### PASSAGE ###

The two don't have to be mutually exclusive.

Also, it's water - resistance.


My low-cost plastic Casio watch based on a very old design is waterproof and battery can be swapped out by undoing 4 philips screws, no glue. Its buttons can also be operated under water while staying waterproof.

What is this whicraft?


I normally much prefer screws over glue but Apple has at least been using repair-friendly glue like the electrically debonding adhesive in use for iPhone 16e/17e.

Making these devices repairable is not just about taking it apart, it's also about getting it back together. If I need to electrically debond the adhesive, then I'd also need to new strips of this special adhesive to hold the new battery in place. All of this is after needing a heat gun to weaken the adhesive just to get into it, which I assume also needs to be reapplied on reassembly to retain the same level of water and dust resistance.

It's not just a matter of buying a battery and using some tools the average person has on hand. A whole kit of specialty tools and parts needs to be ordered to facilitate the repair. Apple's own repair kit is the most extreme form of this, where they ship 70lbs of tools, which would be comical if it wasn't so sad.

https://www.youtube.com/watch?v=fjsc6UypDOI


Friendly for who? I certainly cant electrically debond chemical compounds, but I sure do know how to undo a screw.

And you can't follow a guide either? All you have to do is clip a 9v battery on.

Do you also consider yourself incapable of jump starting a car because you might have to look up instructions first?


Yes. Dont assume that everybody is technically minded such as yourself.

I know plenty of people that would never even consider jump starting thei car. However are also quite happy with poppping open a battery cover and doing a simple swap like any other battery powered device.


You don't have to be "technically minded" to figure this out. It's not spinning up a Kubernetes cluster, it's a picture with an arrow that says "Clip red wire here". Simply driving a car is a thousand times more complicated, and we expect most everybody to be capable of that.

There's also a difference between not wanting to do something, and not being capable of it.


You seem to judge the world by your own accument and ability, which is very dangerous.

Many milions of people are scared by things such as red and black wires and wont touch them with a barge pole.


It's ridiculous to baby proof the world to that level. For a significant portion of that group, taking a screwdriver to their phone is also beyond comfort — those people can take their phone to a mall kiosk just like they do now.

It is probably a good idea to review some instructions before jump starting a car because even though it is simple, if you do it wrong (connect the battery terminal last) you can blow up your battery from the ignition of hydrogen gas.

Agreed. But having to reference instructions is very different from being incapable of something, which was my point.

Well yeah any glue is worse than screws: this I agree with you. But attaching a 9V battery to the glue is about the same difficulty as aligning the screwdriver with the screw and applying torque with a screwdriver.

###

EXERCISE 1 –
Can you extract the part of the glue-versus-screws discussion starting with "Many milions of" and going on through "of hydrogen gas.", word for word?
EXERCISE 2 –
Can you continue the glue-versus-screws discussion from where it stops?
The entries play no part in this.

### DATA ROWS ###

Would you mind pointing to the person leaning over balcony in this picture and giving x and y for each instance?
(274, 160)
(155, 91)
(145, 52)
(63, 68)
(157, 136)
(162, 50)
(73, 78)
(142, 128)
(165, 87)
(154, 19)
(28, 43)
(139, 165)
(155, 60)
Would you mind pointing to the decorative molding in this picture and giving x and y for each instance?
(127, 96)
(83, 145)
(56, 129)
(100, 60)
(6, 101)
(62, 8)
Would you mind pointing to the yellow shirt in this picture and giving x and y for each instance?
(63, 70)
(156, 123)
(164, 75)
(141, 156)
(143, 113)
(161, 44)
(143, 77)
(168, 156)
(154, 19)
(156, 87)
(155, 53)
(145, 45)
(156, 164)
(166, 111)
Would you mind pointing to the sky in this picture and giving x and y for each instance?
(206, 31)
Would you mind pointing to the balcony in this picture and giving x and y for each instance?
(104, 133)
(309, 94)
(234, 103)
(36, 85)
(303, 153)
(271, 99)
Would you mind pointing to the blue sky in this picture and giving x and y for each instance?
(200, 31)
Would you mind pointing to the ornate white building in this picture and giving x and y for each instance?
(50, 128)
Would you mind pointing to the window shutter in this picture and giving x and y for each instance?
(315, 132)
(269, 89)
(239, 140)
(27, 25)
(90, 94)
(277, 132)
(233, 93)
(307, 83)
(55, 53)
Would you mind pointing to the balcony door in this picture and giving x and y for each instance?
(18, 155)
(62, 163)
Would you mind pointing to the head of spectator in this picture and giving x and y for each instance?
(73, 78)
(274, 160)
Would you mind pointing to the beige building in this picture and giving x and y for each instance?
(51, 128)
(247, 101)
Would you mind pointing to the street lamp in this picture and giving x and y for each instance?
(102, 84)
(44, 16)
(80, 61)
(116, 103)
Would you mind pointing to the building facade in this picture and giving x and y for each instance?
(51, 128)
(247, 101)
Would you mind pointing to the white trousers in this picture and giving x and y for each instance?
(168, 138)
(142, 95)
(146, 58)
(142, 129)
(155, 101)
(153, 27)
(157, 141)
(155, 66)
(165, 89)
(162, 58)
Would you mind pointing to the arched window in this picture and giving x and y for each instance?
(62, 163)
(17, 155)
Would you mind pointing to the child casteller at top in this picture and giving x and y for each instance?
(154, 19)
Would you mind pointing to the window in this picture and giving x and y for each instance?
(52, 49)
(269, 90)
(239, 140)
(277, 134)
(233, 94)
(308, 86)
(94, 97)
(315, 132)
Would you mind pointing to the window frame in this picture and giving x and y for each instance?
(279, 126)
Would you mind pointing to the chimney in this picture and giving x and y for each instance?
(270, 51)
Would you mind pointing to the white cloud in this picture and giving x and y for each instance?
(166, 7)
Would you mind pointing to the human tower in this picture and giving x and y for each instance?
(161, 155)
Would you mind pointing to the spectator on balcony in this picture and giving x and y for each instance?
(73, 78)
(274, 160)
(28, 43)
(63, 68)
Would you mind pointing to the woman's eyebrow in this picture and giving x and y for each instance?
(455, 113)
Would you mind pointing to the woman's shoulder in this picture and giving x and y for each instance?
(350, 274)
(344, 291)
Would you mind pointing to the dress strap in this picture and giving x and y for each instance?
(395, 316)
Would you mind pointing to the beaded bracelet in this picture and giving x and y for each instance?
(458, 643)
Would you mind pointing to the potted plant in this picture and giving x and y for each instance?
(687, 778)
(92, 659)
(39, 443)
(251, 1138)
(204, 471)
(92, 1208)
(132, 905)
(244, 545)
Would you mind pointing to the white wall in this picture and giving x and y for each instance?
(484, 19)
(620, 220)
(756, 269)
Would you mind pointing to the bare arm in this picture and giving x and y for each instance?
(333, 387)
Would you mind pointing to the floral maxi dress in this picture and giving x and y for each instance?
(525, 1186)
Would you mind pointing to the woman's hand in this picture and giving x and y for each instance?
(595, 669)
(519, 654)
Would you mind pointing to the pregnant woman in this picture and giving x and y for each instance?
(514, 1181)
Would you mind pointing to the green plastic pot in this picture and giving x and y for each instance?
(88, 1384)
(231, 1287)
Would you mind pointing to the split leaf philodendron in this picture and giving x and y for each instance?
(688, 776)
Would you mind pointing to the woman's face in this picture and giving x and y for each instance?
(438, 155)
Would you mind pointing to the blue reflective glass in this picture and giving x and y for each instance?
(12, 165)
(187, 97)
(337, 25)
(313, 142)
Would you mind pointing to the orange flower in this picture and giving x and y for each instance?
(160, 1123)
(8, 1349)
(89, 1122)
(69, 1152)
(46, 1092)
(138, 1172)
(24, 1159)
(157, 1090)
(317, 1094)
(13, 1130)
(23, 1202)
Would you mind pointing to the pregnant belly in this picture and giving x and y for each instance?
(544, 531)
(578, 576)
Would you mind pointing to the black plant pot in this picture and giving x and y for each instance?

###

REPLY 1 –
Many milions of people are scared by things such as red and black wires and wont touch them with a barge pole.


It's ridiculous to baby proof the world to that level. For a significant portion of that group, taking a screwdriver to their phone is also beyond comfort — those people can take their phone to a mall kiosk just like they do now.

It is probably a good idea to review some instructions before jump starting a car because even though it is simple, if you do it wrong (connect the battery terminal last) you can blow up your battery from the ignition of hydrogen gas.

REPLY 2 –
There's little metal tabs you can alligator-clip a 9-volt battery onto, which will release the adhesive. Way better than the stupid pull tabs you had to pull and roll in a very particular way in order to not tear them and render the battery unsafe to remove.

An Apple product manager just fainted at the thought of a user taking a screwdriver to an iPhone.

not if they manage to find a screw head that can only be opened by a clean, minimalist, proprietary, expensive Apple screwdriver

You joke but...

https://www.homedepot.com/p/Lukyamzn-P2-P5-P6-Pentalobe-Scre...

At first it looks like a normal torx head, but then you realize it has 5 lobes instead of 6. Apple used these on early iPhone models when you actually could open them with this proprietary screwdriver.


I get it for watches, but I've never understood the mass-market need for a waterproof phone, outside of a few niche hobbies. Are people showering and swimming with their phones or something? Or dropping them in their toilets? The wettest my phone has ever been in 8 years is in my pocket while it's raining.

People in humid climates and cold climates were regularly having their phones get denied warranty service because the water ingress stickers turned red due to condensation, without ever exposing their phone to water immersion. This was understandably upsetting for a lot of people who just wanted their phone to be fixed under warranty.

Thus, companies put in a big effort to seal their phones against dust and water, which ought to have dramatically reduced these service issues and led to a better customer experience overall!


There is waterproof specification levels. I haven't met one consumer product which doesn't let moisture in. I live in a hot country (not over 40ºC mind you)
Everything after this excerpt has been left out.